• _Task objective_:
Output, word for word, the lines of the records below, starting at the line that contains "Task: output, for" and ending at the line that contains "box: [178, 313, 202, 319]".

• _Extracted records_:

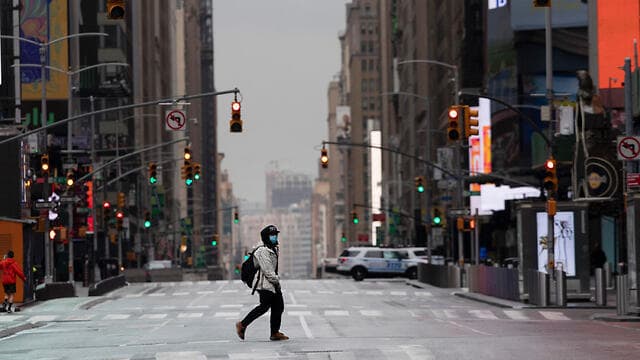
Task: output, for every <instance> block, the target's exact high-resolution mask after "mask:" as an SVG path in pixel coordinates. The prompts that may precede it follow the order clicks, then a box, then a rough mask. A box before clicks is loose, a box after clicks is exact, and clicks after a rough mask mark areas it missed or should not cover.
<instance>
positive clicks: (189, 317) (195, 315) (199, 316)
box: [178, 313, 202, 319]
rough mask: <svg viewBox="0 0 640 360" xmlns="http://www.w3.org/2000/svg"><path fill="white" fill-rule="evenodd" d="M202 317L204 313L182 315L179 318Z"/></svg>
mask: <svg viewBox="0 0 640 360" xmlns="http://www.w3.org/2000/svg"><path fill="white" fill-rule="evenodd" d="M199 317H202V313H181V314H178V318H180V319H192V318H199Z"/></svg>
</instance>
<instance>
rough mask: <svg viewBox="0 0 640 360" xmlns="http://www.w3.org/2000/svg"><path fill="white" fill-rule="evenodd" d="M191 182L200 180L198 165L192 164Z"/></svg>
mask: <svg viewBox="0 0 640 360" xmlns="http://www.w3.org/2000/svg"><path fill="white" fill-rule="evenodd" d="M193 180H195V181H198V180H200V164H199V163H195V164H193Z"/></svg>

...

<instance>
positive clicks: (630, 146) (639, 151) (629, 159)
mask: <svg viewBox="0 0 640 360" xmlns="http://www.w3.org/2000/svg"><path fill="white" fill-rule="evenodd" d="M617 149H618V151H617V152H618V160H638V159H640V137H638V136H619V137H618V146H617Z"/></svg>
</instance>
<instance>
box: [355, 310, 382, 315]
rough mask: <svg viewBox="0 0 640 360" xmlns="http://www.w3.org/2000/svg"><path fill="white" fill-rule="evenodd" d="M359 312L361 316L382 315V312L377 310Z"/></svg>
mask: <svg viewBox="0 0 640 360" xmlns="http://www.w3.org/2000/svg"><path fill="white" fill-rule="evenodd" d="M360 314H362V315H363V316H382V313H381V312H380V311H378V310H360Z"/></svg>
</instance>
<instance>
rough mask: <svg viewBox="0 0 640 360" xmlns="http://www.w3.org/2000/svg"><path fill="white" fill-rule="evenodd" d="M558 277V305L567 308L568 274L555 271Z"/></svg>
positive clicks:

• _Answer_:
Task: output, for every <instance> block, the target's exact high-resolution mask after "mask:" as an SVG path in pixel coordinates. The prompts that may precede it follow the order clicks, then a box, then a rough mask. A box before clicks is loose, a box after clicks is exact, and clicks after a rough mask mark areas it missed or should not cover.
<instance>
positive clicks: (189, 317) (195, 315) (199, 316)
box: [178, 313, 202, 319]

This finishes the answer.